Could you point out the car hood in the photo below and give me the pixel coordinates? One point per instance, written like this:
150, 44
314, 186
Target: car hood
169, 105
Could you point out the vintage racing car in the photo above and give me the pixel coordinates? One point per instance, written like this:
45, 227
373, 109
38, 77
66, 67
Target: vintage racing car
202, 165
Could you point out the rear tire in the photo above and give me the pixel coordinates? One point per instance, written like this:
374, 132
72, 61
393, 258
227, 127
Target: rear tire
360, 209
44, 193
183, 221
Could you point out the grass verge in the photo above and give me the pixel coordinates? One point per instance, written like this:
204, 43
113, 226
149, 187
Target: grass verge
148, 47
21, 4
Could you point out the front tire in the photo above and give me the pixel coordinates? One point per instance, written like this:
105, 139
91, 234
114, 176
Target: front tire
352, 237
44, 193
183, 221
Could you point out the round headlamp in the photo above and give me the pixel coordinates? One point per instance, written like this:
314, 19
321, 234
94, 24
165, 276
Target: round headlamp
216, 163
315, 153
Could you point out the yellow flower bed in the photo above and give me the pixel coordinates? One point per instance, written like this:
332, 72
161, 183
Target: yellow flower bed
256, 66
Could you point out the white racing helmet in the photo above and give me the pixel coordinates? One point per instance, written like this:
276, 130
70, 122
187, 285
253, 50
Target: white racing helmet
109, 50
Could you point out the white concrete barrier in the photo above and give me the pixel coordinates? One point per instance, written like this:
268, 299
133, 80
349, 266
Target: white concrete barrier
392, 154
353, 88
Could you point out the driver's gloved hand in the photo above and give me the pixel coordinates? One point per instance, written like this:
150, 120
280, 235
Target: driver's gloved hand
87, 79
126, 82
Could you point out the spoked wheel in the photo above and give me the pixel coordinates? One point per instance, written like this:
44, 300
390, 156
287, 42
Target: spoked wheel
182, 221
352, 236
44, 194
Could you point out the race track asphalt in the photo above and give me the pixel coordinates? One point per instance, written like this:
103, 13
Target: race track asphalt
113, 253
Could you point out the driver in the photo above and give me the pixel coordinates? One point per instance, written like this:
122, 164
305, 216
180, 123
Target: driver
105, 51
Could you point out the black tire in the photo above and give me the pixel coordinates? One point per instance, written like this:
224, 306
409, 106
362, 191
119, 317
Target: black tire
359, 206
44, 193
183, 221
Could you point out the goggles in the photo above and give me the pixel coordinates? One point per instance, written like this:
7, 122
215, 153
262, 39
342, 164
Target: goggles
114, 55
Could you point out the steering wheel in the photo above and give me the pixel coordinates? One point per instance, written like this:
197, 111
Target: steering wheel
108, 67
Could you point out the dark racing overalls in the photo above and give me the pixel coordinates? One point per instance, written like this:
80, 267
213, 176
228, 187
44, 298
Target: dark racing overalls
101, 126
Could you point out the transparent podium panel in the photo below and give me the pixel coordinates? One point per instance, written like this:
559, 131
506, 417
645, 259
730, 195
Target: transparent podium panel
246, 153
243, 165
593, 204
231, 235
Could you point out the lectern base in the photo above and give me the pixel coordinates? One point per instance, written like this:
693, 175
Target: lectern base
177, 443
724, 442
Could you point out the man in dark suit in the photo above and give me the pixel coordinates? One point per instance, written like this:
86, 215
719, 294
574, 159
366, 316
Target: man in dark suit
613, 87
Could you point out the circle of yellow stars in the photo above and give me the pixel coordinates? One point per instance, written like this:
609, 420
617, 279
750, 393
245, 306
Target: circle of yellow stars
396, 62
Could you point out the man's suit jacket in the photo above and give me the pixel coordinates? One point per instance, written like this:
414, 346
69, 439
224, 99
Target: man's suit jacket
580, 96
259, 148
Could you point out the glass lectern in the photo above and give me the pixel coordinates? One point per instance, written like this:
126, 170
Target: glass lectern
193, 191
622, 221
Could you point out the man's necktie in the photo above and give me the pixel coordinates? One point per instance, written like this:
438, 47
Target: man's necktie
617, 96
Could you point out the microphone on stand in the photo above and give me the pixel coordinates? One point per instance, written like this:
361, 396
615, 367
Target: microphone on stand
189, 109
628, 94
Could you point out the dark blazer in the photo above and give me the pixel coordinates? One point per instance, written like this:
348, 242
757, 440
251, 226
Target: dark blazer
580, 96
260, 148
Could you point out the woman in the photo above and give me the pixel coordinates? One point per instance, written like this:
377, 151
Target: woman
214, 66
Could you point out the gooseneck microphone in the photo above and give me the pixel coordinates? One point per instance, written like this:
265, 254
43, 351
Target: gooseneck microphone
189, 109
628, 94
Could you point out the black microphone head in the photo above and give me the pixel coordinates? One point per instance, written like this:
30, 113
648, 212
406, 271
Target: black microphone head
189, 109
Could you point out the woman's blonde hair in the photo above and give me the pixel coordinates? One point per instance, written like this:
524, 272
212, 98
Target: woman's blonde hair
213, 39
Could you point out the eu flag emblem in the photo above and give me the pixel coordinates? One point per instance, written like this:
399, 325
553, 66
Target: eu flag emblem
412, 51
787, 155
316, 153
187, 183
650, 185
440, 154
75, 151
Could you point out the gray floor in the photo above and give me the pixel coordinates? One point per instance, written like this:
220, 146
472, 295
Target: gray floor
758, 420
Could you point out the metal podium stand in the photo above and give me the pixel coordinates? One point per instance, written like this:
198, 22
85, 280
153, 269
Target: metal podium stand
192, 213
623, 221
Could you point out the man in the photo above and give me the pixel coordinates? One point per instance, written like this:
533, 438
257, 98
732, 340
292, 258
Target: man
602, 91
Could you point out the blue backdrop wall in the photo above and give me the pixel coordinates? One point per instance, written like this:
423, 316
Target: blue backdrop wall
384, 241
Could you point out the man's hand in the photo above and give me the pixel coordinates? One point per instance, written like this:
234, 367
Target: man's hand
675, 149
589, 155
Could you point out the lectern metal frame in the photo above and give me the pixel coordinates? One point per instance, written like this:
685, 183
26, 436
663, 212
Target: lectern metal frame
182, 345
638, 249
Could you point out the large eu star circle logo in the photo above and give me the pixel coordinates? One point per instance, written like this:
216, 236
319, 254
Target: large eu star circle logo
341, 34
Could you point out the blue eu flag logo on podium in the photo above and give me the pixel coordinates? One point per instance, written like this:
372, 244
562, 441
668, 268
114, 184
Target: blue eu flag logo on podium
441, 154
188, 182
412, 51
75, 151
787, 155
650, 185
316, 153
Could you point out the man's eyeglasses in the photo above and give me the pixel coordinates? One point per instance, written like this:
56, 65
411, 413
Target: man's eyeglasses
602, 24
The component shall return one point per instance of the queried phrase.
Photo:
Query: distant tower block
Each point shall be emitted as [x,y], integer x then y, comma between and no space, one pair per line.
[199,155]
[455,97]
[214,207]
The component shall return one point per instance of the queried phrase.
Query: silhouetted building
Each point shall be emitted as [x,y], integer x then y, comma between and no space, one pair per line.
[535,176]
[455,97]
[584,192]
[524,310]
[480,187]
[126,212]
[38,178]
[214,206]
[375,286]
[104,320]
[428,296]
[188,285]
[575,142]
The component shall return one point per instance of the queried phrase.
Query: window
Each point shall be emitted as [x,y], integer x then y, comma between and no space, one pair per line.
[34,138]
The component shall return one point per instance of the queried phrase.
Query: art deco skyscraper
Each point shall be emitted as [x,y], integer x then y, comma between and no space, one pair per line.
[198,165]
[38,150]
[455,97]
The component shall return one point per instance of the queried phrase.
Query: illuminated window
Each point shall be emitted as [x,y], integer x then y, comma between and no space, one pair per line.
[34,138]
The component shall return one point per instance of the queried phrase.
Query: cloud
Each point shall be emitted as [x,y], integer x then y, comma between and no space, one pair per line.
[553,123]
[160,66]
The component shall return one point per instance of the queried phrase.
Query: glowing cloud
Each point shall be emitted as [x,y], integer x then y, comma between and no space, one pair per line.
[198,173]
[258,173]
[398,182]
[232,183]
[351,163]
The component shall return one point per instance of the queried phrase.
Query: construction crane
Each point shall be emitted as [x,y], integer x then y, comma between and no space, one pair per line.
━━━━
__THE PROBLEM__
Only the last part of the records is wanted. Repeat it exactly, beginning at the line containing "Query: construction crane" and ending at the final line.

__TASK SOLUTION__
Query: construction crane
Each point shall be emitted as [x,y], integer x then y, comma between and no space, one pair per line.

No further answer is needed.